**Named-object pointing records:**
--- Start ---
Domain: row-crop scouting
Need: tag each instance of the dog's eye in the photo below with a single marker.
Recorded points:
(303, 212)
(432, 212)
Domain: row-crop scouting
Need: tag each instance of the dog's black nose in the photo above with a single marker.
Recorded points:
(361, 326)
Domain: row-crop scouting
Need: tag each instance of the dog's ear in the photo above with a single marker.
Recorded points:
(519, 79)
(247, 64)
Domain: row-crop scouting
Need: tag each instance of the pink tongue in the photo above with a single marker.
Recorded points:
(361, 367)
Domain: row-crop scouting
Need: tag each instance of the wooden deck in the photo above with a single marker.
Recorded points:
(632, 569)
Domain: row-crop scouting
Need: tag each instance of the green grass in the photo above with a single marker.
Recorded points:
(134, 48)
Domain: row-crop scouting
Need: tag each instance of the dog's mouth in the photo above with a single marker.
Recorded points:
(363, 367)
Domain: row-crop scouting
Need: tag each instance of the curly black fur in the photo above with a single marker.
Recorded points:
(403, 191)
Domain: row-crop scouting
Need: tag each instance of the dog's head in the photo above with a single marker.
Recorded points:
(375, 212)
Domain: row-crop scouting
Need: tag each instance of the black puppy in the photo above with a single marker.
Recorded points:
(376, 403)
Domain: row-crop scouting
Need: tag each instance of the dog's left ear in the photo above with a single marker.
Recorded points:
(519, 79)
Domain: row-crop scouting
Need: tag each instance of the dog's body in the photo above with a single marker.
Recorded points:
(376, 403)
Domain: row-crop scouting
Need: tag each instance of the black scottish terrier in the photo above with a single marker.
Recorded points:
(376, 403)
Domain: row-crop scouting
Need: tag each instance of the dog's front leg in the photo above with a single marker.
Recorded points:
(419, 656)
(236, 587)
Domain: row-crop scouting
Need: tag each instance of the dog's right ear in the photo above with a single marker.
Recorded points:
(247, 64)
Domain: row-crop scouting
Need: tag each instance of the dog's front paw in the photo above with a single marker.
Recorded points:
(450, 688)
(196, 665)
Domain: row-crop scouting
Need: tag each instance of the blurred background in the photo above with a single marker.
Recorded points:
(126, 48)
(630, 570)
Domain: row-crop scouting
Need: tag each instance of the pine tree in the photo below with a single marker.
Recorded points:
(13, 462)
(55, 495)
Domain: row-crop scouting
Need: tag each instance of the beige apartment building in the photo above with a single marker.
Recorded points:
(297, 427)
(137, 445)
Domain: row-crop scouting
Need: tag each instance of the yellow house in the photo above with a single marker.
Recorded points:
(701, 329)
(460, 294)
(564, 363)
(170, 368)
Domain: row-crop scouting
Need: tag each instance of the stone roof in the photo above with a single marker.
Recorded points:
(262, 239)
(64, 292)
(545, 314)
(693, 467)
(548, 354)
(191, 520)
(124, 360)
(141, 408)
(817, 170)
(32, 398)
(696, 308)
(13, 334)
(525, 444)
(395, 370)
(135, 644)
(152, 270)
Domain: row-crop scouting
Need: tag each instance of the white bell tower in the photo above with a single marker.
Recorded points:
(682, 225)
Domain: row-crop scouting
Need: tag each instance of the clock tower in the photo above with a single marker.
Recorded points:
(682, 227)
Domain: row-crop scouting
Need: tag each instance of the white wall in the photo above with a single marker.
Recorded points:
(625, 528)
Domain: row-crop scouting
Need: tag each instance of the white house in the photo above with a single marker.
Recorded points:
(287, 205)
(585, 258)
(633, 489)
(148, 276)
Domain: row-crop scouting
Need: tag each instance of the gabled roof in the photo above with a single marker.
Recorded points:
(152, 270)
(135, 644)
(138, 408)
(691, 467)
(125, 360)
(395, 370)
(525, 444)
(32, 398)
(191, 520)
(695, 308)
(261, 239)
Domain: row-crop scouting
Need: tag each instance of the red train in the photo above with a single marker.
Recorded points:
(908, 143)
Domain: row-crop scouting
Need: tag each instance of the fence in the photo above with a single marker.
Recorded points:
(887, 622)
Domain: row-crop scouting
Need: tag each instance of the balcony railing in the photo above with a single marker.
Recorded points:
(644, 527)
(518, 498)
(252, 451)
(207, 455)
--- End ---
**Short task:** Repeat the material from above exactly, word for word.

**Solved problem:**
Domain: row-crop scouting
Need: tag each instance of the dog's eye in the photo below with a single marker.
Recorded points:
(303, 212)
(432, 212)
Domain: row-crop scouting
Need: tag each instance of the dog's black nose in the photo above with a single marker.
Recorded points:
(361, 326)
Domain: row-crop scouting
Need: tag each instance of the dog's ear in the photo above with a single marker.
Recorded points:
(519, 79)
(247, 64)
Domain: row-crop scouting
Need: tag each instance of the pink tongue in the photo above with a single marker.
Recorded points:
(361, 367)
Domain: row-crop scouting
Need: tag each instance of the wooden deck in the photo above with a single marker.
Recorded points:
(632, 569)
Domain: row-crop scouting
Need: tag each instance of the green grass in the photo above with a single marker.
Recorded points:
(134, 48)
Domain: row-crop scouting
Need: tag each instance of the dog's mouth in the photo above with a single marker.
Recorded points:
(363, 367)
Domain: row-crop scouting
Need: tag each instance of the curly black fur in the photo above with a single marker.
Recorded points:
(403, 191)
Domain: row-crop scouting
Need: tag each instance of the dog's head in the photo above with a single marker.
Recorded points:
(375, 212)
Domain: row-crop scouting
Need: tag each instance of the black puppy in the photo above with a single marker.
Recorded points:
(376, 403)
Domain: row-crop scouting
Need: tag each instance of the dog's left ear in the photo above with a single marker.
Recorded points:
(519, 79)
Domain: row-crop scouting
Need: tag each instance of the dog's body in the photo above with a single marker.
Recorded points:
(376, 403)
Domain: row-crop scouting
Need: tag each instance of the black scottish terrier in the photo above with a single marker.
Recorded points:
(376, 403)
Domain: row-crop scouting
Need: tag each instance of the dog's front leg in the photo above with a single marker.
Recorded points:
(419, 656)
(236, 587)
Domain: row-crop scouting
Need: tag each instance of the dog's right ear in the photo above with a single marker.
Recorded points:
(247, 64)
Domain: row-crop scouting
Need: tag each instance of the dog's front paw in the photo above with a single marker.
Recorded points:
(450, 688)
(196, 665)
Domain: row-crop scouting
Need: tag each instance of the blurred background in the photo above with a single marker.
Recorded points:
(126, 48)
(630, 570)
Domain: row-crop scouting
Need: tag each instance of the pine tree in the photo below with a single marker.
Recorded points:
(13, 462)
(55, 495)
Domain: row-crop scouting
Need: tag each instance of the beige apartment building in the photo above with a single marker.
Recorded points:
(297, 427)
(137, 445)
Domain: row-crop scouting
Need: tag each instance of the yellow house in the photo above with a single marker.
Recorded points:
(701, 329)
(460, 294)
(564, 363)
(170, 368)
Domain: row-crop scouting
Need: tag each instance of the stone roof in the photo above with a single marker.
Recorded points:
(262, 239)
(64, 292)
(545, 314)
(693, 467)
(548, 354)
(191, 520)
(124, 360)
(141, 408)
(817, 170)
(32, 398)
(696, 308)
(13, 334)
(525, 444)
(395, 370)
(135, 644)
(152, 270)
Domain: row-crop scouting
Need: tag each instance of the white bell tower in the photo above with a single marker.
Recorded points:
(682, 225)
Domain: row-crop scouting
Need: tag each instance of the clock tower in the photo above with a single marker.
Recorded points:
(682, 227)
Domain: row-crop scouting
Need: tag each instance of the white wall in the photo above with a single marker.
Recorded points:
(625, 528)
Domain: row-crop scouting
Need: tag each instance of the white house in the photo above with a single marker.
Recorded points:
(287, 205)
(585, 258)
(633, 489)
(148, 276)
Domain: row-crop scouting
Need: tag each instance of the gabled roof in the photo above with a single marker.
Recorded points:
(152, 270)
(135, 644)
(138, 408)
(691, 467)
(125, 360)
(395, 370)
(525, 444)
(32, 398)
(191, 520)
(695, 308)
(261, 239)
Domain: row-crop scouting
Need: tag each instance of the red train in the photo above with a single marker.
Recorded points:
(908, 143)
Domain: row-crop scouting
Need: tag each instance of the fence in the photo above with a single marker.
Recorded points:
(887, 622)
Domain: row-crop scouting
Need: tag each instance of the balcony railing in the photo above with a single marker.
Recorded points:
(644, 527)
(518, 498)
(252, 451)
(207, 455)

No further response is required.